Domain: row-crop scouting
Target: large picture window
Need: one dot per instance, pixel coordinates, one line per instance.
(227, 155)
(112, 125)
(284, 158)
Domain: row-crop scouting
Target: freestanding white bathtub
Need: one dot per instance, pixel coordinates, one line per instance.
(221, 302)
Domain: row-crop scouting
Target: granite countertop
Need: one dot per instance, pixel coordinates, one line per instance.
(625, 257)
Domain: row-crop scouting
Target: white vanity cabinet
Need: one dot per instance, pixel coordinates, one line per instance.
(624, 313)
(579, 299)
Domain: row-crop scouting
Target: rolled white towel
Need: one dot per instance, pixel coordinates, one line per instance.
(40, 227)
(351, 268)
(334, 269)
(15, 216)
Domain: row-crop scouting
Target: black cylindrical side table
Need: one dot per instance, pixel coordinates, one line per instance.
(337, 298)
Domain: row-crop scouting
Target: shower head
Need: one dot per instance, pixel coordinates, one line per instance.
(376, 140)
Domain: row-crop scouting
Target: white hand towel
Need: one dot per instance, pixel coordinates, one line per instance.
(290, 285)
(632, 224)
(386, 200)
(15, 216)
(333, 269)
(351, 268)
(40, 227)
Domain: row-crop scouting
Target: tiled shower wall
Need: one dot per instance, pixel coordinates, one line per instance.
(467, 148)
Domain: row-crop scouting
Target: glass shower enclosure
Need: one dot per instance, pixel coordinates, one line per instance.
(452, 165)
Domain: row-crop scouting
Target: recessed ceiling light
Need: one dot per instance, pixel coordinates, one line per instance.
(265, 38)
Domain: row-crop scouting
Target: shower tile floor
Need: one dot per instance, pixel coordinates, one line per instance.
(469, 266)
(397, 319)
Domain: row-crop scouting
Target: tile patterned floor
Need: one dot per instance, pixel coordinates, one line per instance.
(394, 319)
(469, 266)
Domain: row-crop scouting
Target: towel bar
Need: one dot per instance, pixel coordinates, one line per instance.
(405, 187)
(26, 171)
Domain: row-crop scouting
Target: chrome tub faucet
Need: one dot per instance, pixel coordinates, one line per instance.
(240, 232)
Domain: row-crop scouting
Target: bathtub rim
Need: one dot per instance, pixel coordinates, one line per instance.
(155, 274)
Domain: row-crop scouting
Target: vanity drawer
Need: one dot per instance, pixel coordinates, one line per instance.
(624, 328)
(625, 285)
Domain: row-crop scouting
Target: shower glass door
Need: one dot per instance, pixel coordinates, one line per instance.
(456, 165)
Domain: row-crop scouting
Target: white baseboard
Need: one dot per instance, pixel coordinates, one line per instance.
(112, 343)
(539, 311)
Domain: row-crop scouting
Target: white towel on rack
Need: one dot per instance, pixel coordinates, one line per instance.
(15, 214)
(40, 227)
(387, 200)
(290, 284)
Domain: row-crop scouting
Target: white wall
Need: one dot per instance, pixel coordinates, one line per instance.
━━━━━━━━━━━━━━━━━━━━
» The task:
Every line holding the string "towel" should be copied here, so please find those lines in the data.

» Output for this exercise:
Target: rolled white towel
Target: white hand towel
Target: towel bar
Target: white towel on rack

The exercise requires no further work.